◆ Stored dataset items:

----------

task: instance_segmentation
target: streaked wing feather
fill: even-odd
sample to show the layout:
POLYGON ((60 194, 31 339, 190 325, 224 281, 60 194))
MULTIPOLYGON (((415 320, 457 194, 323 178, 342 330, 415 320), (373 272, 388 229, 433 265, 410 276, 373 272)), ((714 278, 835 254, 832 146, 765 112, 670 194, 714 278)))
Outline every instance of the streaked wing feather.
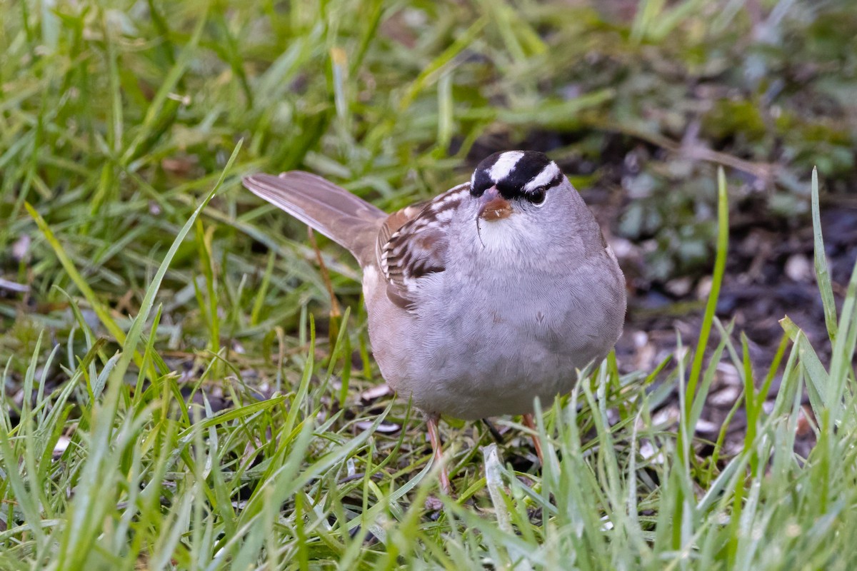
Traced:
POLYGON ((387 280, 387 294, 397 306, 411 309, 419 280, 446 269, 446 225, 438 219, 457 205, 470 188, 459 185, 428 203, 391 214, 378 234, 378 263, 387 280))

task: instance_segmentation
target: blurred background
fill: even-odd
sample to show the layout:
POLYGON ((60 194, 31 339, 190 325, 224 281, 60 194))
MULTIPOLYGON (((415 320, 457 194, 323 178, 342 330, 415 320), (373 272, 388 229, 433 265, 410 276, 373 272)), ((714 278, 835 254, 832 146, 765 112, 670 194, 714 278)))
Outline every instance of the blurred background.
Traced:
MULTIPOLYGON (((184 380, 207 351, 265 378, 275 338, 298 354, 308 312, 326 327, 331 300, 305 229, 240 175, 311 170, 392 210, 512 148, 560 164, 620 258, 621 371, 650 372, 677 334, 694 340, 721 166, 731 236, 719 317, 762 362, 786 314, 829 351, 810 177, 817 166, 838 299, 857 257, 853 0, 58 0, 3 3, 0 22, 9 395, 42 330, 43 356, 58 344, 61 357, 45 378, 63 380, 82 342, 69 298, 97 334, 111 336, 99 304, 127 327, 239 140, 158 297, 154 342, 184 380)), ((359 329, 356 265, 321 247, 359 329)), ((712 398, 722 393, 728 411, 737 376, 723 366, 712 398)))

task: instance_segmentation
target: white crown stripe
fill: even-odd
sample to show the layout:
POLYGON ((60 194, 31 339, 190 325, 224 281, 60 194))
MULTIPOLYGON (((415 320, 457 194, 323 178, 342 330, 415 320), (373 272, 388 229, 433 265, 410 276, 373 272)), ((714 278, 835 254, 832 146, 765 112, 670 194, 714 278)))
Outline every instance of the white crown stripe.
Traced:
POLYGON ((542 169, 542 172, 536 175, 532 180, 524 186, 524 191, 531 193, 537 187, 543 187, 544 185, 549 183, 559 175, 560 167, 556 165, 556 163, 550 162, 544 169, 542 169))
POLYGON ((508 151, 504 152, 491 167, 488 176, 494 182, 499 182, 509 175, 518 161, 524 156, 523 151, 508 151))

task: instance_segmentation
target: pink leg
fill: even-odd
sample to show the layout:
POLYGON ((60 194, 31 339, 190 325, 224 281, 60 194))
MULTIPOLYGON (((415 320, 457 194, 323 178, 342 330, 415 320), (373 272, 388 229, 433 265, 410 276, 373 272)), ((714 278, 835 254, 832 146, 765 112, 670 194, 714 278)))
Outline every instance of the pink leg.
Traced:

----------

◆ WORK INSTRUCTIONS:
Find every line in the material that contains the word "wing" and copy each such line in full. Uppercase and lowercase letters count as different.

◆ FULL OUTPUT:
target: streaked wing feather
Outline every instance of the streaked wing feather.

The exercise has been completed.